**DATA PROVIDED:**
***
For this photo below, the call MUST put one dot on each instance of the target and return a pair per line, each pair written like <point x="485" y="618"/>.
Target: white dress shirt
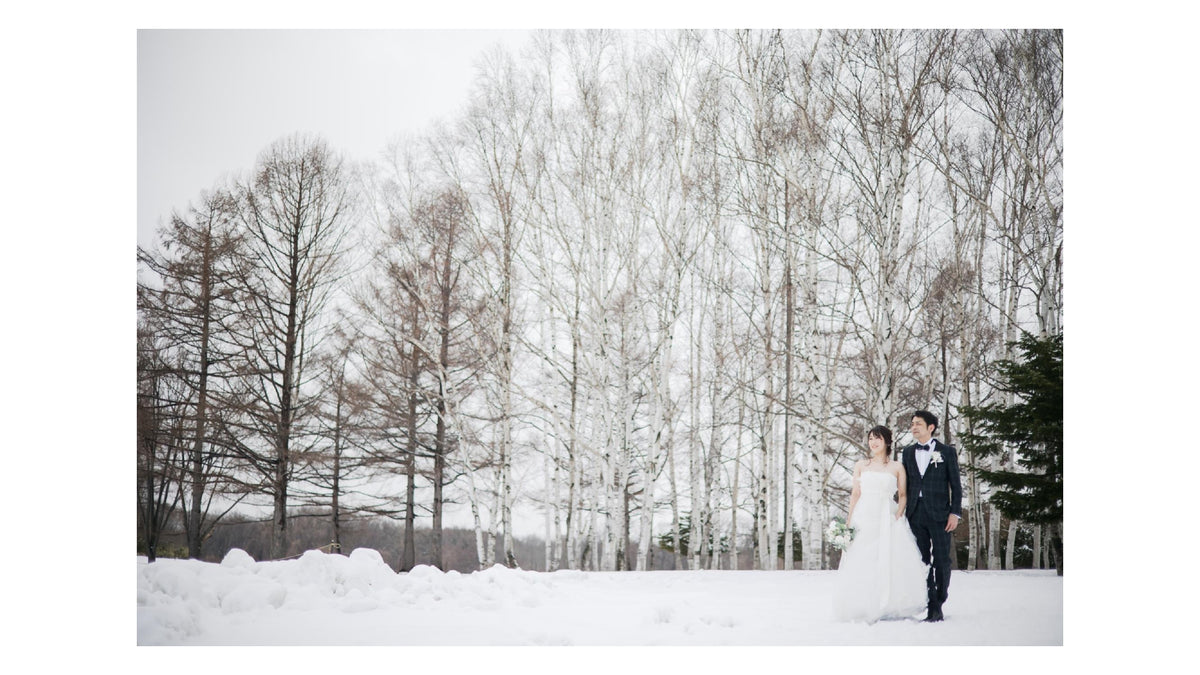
***
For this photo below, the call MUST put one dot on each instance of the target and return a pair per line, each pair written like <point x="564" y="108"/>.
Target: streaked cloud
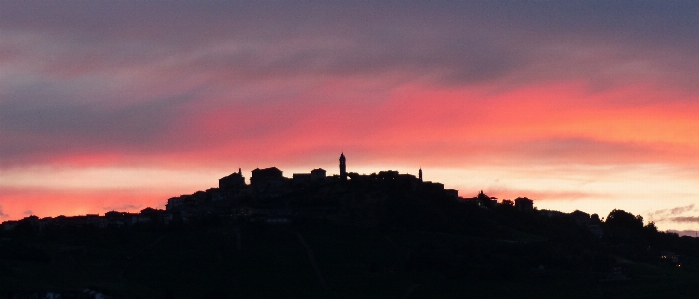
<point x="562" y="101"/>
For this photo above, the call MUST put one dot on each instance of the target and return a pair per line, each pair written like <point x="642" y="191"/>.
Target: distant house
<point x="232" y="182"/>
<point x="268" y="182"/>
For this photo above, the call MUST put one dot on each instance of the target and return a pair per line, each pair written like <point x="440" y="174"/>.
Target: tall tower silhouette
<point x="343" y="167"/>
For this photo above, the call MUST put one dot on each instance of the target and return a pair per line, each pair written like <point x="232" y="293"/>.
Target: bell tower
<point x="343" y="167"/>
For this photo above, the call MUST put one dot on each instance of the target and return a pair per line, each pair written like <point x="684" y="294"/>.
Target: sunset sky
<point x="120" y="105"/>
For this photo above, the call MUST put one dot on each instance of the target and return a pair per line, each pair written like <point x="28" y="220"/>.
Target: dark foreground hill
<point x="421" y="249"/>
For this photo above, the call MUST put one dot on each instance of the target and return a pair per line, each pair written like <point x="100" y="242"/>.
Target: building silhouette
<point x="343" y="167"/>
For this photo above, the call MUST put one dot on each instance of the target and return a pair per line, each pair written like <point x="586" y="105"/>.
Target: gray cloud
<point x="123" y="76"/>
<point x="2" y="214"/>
***
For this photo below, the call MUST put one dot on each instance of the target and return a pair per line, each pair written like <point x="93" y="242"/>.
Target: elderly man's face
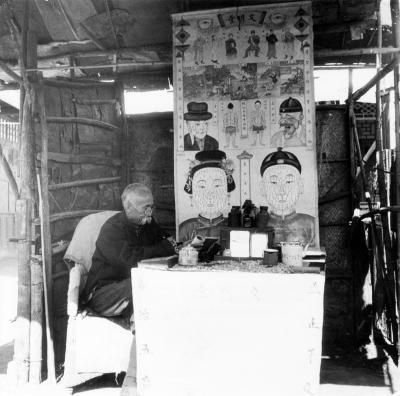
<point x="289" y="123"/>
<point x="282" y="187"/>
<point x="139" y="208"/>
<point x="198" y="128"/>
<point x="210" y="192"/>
***
**YOUR GOAL:**
Show every line in the items above that contains the word "silhouette", copying each one in full.

**REPLY TO THE EXERCISE:**
Target: tall tower silhouette
Target: building silhouette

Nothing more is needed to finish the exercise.